● **Aufgaben**:
(1) Wer bildete Emmy Danckwerts laut dem Text über die Lesung aus ihrem Reisebericht in Berlin zur Apothekerin aus?
(2) Fasse im Text über die Lesung aus dem Reisebericht von Emmy Danckwerts den Absatz, der mit „So reiste sie mit der Eisenbahn“ beginnt, als Liste zusammen und behalte dabei die wichtigsten Fakten.
(3) Setze den Text über die Lesung aus dem Reisebericht von Emmy Danckwerts fort, wo er aufhört.

● **Lesetext**:
☆ ☆ ☆ ☆
Ein spannendes Panorama der Zeit um 1860 zeichnete die Lesung von Barbara Fleischer
am Donnerstag, 22. April 2010 im Atrium des Diakoniekrankenhauses Henriettenstiftung.
Sie las aus dem Reisebericht der ersten Oberin der Henriettenstiftung Emmy Danckwerts.
Diese informierte sich auf einer mehrmonatigen Reise in verschiedenen vergleichbaren
Einrichtungen und schrieb ein ausführliches Tagebuch.
So reiste sie mit der Eisenbahn, was damals durchaus beschwerlich war, nach Kaiserswerth
bei Düsseldorf, der ersten Diakonissenanstalt Deutschlands, 1837 gegründet.
Dort begegnete sie dem Gründer Pastor Fliedner, der die Idee der Diakonissenschaft
entwickelt hatte. Er machte auf sie einen tiefen Eindruck. Auch die Anstalt in
Kaiserswerth beeindruckte sie; vor allem durch die Vielfalt der Tätigkeitsfelder,
denn diese ermöglichte es den Diakonissen, nach ihren eigenen Fähigkeiten
und Neigungen eingesetzt zu werden.
Wie wichtig dies ist, hatte sie selbst Jahre zuvor in Berlin erfahren, wo sie in
einer Diakonisseeinrichtung gelebt und gearbeitet hatte. Dort konnte sie nicht –
wie sie es wünschte – Krankenpflege lernen, sondern wurde zur Apothekerin
ausgebildet; ihr Ausbilder war kein geringerer als der Schriftsteller Theodor Fontane.
Diese Einrichtung prägte sie noch in anderer Richtung: Hier hatte nicht ein
Pastor als Vorsteher die Leitung, sondern die Oberin war zugleich Vorsteherin; sie
hatte die Leitung des gesamten Hauses inne.
☆ ☆ ☆ ☆
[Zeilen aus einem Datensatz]
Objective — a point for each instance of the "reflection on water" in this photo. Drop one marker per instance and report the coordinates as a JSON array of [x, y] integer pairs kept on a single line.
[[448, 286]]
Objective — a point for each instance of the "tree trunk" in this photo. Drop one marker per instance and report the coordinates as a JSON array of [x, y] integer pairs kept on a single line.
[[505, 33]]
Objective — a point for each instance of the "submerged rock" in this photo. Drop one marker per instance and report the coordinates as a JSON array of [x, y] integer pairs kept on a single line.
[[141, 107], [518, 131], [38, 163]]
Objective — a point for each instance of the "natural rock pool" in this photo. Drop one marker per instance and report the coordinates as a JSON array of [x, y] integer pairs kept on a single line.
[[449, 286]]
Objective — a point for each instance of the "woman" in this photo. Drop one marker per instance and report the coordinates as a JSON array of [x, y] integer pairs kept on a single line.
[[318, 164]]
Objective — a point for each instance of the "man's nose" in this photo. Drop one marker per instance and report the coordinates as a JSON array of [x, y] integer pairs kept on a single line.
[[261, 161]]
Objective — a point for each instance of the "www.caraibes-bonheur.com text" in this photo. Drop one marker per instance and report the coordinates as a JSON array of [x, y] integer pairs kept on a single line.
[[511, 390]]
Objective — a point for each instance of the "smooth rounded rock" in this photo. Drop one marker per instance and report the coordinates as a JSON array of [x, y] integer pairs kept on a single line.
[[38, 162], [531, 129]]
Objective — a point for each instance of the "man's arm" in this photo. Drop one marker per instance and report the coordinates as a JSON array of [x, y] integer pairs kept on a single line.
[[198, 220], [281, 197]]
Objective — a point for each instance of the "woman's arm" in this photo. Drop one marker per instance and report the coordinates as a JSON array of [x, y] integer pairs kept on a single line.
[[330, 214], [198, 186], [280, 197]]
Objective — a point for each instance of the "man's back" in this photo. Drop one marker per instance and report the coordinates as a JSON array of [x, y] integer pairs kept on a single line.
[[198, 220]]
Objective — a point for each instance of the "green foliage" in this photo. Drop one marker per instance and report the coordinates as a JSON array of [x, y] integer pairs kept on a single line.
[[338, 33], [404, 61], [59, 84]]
☆ ☆ ☆ ☆
● **Antworten je Aufgabe**:
(1) Der Schriftsteller Theodor Fontane.

(2)
- Emmy Danckwerts reiste mit der damals beschwerlichen Eisenbahn nach Kaiserswerth bei Düsseldorf.
- Kaiserswerth war die erste Diakonissenanstalt Deutschlands und wurde 1837 gegründet.
- Dort traf sie den Gründer Pastor Fliedner, der die Idee der Diakonissenschaft entwickelt hatte. Er machte einen tiefen Eindruck auf sie.
- Auch die Anstalt beeindruckte sie, vor allem durch die Vielfalt der Tätigkeitsfelder. Dadurch konnten die Diakonissen nach ihren eigenen Fähigkeiten und Neigungen eingesetzt werden.

(3)
Von Kaiserswerth reiste Emmy Danckwerts weiter nach Köln, Straßburg,
Stuttgart und der Schweiz. Sie war nicht von allen Häusern gleichermaßen
begeistert. Sie beobachtete genau und kritisch. So sah sie, wie sich die Schwestern
in einem Krankenhaus rar machten und die Arbeit an Patienten „Stubenmädchen“
überließen. Und die bekamen noch nicht einmal ein festes Gehalt, sondern
lebten von den Trinkgeldern, die sie hier und da bekamen.
Vollends entsetzt war sie von einem Haus in Göttingen. Den dortigen Pförtner,
der sie reichlich betrunken empfangen haben muss, nahm sie bei ihrem Besuch als
Symbol für das ungepflegte und unsaubere Haus, das sie somit als wenig vorbildlich empfand.
Mit der Henriettenstiftung hat sie ein Haus für die damals wachsende bürgerliche Bevölkerung schaffen können. Denn das Krankenhauswesen gewann an Qualität und Bedeutung für die medizinische Versorgung aller Teile der Bevölkerung.